(Data listing)
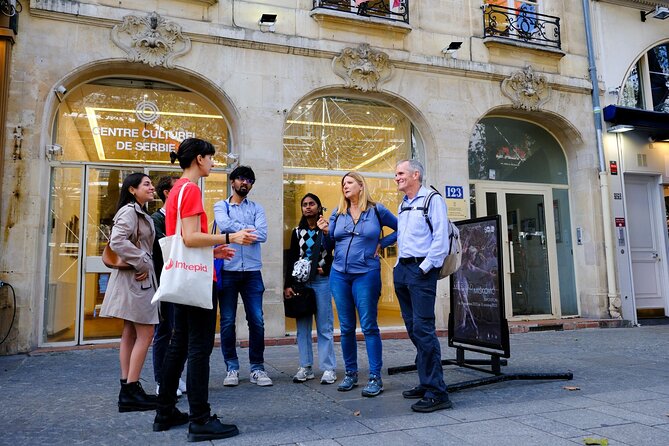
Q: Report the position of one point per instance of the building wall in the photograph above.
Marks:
(257, 78)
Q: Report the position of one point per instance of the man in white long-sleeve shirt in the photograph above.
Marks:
(422, 251)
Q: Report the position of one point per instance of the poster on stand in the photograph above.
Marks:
(477, 320)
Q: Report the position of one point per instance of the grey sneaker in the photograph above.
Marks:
(260, 378)
(329, 377)
(303, 374)
(231, 379)
(349, 382)
(374, 386)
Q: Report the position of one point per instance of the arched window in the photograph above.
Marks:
(326, 137)
(651, 91)
(506, 149)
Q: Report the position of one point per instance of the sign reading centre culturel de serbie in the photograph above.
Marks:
(160, 140)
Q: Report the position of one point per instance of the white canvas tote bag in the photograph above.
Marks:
(187, 276)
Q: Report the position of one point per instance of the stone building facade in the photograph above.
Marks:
(102, 88)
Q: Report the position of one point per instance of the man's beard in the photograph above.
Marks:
(242, 192)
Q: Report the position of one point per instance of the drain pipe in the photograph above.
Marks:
(614, 301)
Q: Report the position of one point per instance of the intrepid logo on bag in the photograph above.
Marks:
(187, 266)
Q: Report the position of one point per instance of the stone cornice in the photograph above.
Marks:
(303, 46)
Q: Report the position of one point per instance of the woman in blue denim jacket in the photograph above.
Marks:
(355, 279)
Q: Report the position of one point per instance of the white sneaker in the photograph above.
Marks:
(179, 393)
(303, 374)
(260, 377)
(231, 379)
(329, 377)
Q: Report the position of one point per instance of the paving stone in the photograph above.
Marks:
(631, 415)
(584, 418)
(396, 438)
(552, 427)
(635, 434)
(435, 436)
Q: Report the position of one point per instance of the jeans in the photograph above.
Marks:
(359, 291)
(250, 286)
(416, 293)
(161, 337)
(324, 328)
(193, 339)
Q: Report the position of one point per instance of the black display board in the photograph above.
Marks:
(477, 320)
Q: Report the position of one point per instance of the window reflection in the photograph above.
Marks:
(136, 121)
(345, 134)
(505, 149)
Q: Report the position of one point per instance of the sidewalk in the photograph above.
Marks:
(622, 375)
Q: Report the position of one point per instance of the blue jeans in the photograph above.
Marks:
(193, 339)
(161, 337)
(358, 291)
(250, 286)
(416, 293)
(324, 328)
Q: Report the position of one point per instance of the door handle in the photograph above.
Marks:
(512, 263)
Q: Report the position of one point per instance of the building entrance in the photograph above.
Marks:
(103, 131)
(529, 247)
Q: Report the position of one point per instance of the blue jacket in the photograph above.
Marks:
(232, 217)
(355, 244)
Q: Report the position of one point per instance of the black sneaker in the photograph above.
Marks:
(431, 404)
(164, 422)
(211, 430)
(414, 394)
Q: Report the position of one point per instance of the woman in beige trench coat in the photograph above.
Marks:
(129, 291)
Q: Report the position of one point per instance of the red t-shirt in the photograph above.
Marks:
(191, 204)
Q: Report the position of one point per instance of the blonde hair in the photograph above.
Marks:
(364, 200)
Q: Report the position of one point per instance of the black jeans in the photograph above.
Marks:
(416, 293)
(193, 339)
(161, 337)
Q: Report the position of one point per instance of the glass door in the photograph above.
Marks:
(529, 251)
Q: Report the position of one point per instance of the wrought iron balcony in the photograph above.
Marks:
(393, 10)
(524, 25)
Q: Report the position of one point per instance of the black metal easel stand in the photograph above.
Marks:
(495, 363)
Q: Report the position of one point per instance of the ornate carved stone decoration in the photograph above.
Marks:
(363, 68)
(151, 40)
(527, 89)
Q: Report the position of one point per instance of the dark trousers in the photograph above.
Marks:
(161, 337)
(416, 293)
(193, 340)
(250, 286)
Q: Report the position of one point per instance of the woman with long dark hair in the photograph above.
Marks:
(194, 327)
(129, 291)
(307, 242)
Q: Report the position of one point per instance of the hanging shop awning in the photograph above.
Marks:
(648, 123)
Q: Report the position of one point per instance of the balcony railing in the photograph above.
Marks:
(523, 25)
(393, 10)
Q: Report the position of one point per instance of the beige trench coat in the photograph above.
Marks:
(126, 298)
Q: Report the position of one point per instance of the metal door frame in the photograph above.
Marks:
(663, 236)
(500, 190)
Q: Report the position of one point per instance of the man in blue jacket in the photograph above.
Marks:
(241, 276)
(422, 251)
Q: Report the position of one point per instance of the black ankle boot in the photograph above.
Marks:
(132, 398)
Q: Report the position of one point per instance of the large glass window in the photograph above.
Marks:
(135, 121)
(649, 92)
(326, 137)
(108, 129)
(505, 149)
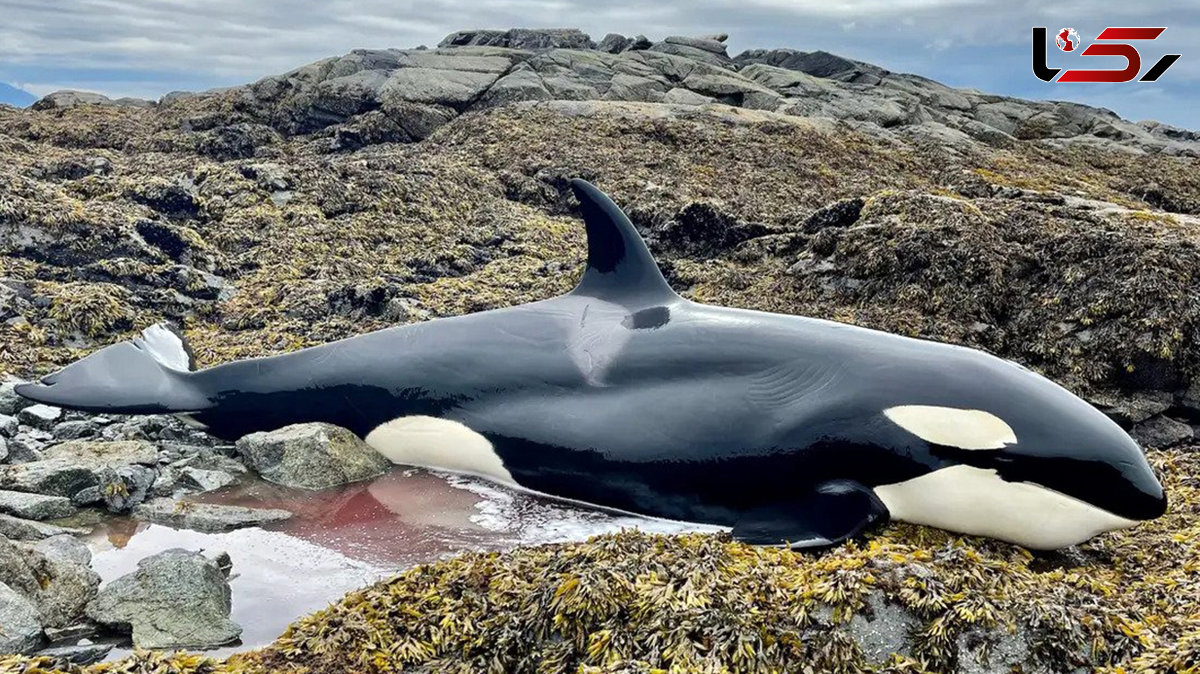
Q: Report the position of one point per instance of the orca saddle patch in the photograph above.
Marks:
(829, 515)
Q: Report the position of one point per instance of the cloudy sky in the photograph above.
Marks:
(147, 48)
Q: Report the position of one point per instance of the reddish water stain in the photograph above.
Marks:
(343, 539)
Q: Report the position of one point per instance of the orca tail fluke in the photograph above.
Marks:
(149, 374)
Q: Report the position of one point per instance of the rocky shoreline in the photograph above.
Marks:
(400, 185)
(64, 468)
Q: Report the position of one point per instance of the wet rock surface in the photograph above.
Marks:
(177, 599)
(401, 185)
(207, 517)
(311, 456)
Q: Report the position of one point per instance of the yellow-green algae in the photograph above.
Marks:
(1086, 294)
(1125, 602)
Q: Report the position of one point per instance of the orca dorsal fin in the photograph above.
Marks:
(621, 268)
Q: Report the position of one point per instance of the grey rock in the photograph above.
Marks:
(40, 416)
(521, 38)
(1191, 397)
(175, 599)
(76, 465)
(405, 310)
(63, 548)
(125, 486)
(22, 631)
(100, 453)
(1132, 409)
(817, 64)
(694, 49)
(70, 98)
(65, 590)
(433, 85)
(207, 517)
(1161, 432)
(706, 43)
(87, 497)
(19, 529)
(208, 480)
(55, 477)
(640, 43)
(72, 632)
(839, 214)
(615, 43)
(882, 630)
(77, 655)
(733, 89)
(35, 506)
(59, 589)
(311, 456)
(521, 84)
(75, 429)
(9, 425)
(635, 88)
(10, 402)
(27, 445)
(681, 96)
(415, 121)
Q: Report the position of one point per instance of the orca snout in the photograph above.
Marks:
(1145, 495)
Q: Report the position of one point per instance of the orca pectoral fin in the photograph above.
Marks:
(832, 513)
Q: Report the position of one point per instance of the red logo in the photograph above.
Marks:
(1067, 40)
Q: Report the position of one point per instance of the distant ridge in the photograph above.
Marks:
(17, 97)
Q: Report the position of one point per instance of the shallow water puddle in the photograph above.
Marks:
(343, 539)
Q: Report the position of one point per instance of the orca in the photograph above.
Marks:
(625, 396)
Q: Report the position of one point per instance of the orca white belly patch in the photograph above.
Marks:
(429, 441)
(978, 501)
(953, 427)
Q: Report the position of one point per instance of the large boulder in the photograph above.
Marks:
(521, 38)
(207, 517)
(311, 456)
(35, 506)
(435, 85)
(29, 530)
(702, 49)
(59, 588)
(19, 627)
(88, 471)
(175, 599)
(71, 98)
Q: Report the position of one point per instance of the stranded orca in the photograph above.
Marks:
(625, 396)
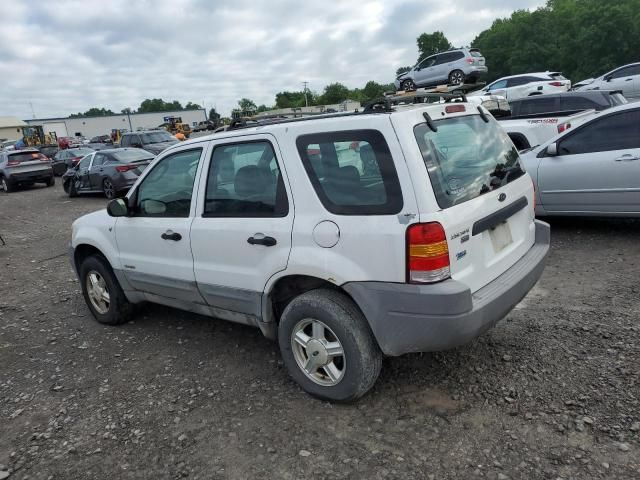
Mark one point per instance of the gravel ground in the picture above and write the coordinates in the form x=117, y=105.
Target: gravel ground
x=552, y=392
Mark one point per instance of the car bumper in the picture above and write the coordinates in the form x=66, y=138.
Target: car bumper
x=408, y=318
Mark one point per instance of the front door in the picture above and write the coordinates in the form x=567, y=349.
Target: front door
x=241, y=235
x=154, y=242
x=597, y=167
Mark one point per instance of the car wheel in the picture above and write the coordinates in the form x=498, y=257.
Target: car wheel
x=327, y=346
x=108, y=189
x=102, y=292
x=456, y=77
x=408, y=84
x=6, y=185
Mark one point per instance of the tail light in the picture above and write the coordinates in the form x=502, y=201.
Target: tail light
x=427, y=253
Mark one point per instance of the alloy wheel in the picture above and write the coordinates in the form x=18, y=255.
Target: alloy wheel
x=318, y=352
x=98, y=292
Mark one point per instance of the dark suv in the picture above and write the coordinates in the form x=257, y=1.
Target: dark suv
x=566, y=103
x=154, y=141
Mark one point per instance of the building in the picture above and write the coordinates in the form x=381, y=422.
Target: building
x=94, y=126
x=11, y=128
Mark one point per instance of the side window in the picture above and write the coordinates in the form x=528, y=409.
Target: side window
x=613, y=132
x=352, y=172
x=99, y=159
x=167, y=190
x=244, y=180
x=497, y=85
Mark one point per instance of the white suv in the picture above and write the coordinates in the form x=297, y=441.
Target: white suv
x=346, y=237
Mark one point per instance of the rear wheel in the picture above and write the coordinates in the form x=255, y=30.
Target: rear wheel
x=6, y=185
x=102, y=292
x=456, y=77
x=328, y=347
x=408, y=84
x=108, y=189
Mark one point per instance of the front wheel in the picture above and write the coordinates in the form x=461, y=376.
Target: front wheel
x=456, y=77
x=102, y=292
x=327, y=346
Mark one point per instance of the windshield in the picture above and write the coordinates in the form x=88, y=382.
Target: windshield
x=156, y=137
x=126, y=156
x=466, y=158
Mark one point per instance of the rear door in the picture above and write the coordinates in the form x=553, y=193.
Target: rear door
x=597, y=167
x=241, y=235
x=468, y=178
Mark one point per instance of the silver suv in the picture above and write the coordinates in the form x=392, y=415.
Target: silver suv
x=453, y=67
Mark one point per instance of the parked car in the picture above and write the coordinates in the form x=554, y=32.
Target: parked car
x=111, y=172
x=519, y=86
x=154, y=141
x=625, y=78
x=454, y=67
x=566, y=103
x=592, y=169
x=209, y=227
x=68, y=158
x=24, y=167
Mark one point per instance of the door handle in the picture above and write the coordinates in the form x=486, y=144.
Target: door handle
x=266, y=241
x=170, y=235
x=627, y=158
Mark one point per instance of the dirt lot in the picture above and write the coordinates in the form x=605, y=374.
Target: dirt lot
x=552, y=392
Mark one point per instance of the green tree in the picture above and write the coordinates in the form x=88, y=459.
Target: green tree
x=334, y=93
x=246, y=105
x=430, y=43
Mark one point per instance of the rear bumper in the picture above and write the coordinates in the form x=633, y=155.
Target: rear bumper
x=422, y=318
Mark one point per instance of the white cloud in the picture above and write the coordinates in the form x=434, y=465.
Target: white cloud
x=70, y=55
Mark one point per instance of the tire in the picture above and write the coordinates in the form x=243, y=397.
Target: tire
x=108, y=189
x=95, y=270
x=340, y=378
x=456, y=77
x=408, y=84
x=6, y=185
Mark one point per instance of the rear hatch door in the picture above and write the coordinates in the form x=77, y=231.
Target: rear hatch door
x=483, y=198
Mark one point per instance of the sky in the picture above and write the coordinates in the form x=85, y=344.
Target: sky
x=66, y=56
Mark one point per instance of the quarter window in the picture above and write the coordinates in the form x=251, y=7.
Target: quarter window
x=167, y=190
x=613, y=132
x=352, y=172
x=244, y=180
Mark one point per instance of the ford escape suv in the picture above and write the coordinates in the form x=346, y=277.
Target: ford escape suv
x=345, y=237
x=453, y=67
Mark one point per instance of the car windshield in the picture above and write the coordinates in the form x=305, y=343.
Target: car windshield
x=156, y=137
x=78, y=152
x=126, y=156
x=467, y=157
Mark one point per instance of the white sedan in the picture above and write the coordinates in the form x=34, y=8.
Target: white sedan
x=519, y=86
x=592, y=169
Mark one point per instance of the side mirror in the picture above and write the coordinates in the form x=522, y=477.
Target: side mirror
x=118, y=208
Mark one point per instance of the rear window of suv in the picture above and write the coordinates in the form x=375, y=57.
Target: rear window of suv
x=352, y=172
x=466, y=158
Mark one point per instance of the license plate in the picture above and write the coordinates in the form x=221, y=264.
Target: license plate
x=500, y=237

__WRITTEN REQUEST__: Output, unchanged, the lines from the line with "Mark one point per instance of the dirt" through the final line of the material.

__RESPONSE TO THE TASK__:
Mark one point per instance of the dirt lot in the picture above and write the coordinates in the form x=605, y=374.
Target: dirt lot
x=552, y=392
Mark one point per instance of the green tree in the picture above and write the coordinates in the form x=88, y=459.
Target: green tree
x=334, y=93
x=246, y=105
x=430, y=43
Mark one point per instance of the rear bumper in the picture above and write the coordinates in the form x=633, y=155.
Target: rear bumper
x=422, y=318
Mark one point per instance of the white cloud in the picture above and write the coordinates in the form x=434, y=465.
Target: white cloud
x=70, y=55
Mark one point per instance of the tire in the picture above and write the coordinates in the form x=243, y=397.
Target: tire
x=108, y=189
x=95, y=270
x=340, y=378
x=456, y=77
x=408, y=84
x=6, y=185
Mark one point per instance of the rear hatch door in the picture above and write the coordinates in the form x=77, y=231.
Target: rear hatch door
x=483, y=198
Mark one point per instance of the sky in the picture above and write the coordinates in the form x=85, y=344.
Target: sky
x=66, y=56
Mark one point per instance of the quarter window in the picture above and write the coordinates in the form x=251, y=7.
Target: quarter window
x=167, y=190
x=613, y=132
x=352, y=172
x=244, y=180
Mark one point per instance of the ford escape suv in the picture above and write the coordinates in the form x=346, y=277.
Target: ford escape suv
x=345, y=237
x=453, y=67
Mark one point per instance of the car windshield in the picture above and write the coordinates in the form x=305, y=343.
Target: car windshield
x=156, y=137
x=78, y=152
x=126, y=156
x=467, y=157
Mark one point per instance of the white sedan in the picture above and write the coordinates in the form x=34, y=8.
Target: white sedan
x=519, y=86
x=592, y=169
Mark one point per instance of the side mirror in the picture above and write the coordinates in the form x=522, y=477.
Target: side mirror
x=118, y=208
Mark one point per instance of the rear window of suv in the picture above and write the coordinates in the form x=375, y=57.
Target: rear window of suv
x=352, y=172
x=466, y=158
Mark one point per instance of the license plate in the picture above and write the coordinates in the form x=221, y=264.
Target: license plate
x=500, y=237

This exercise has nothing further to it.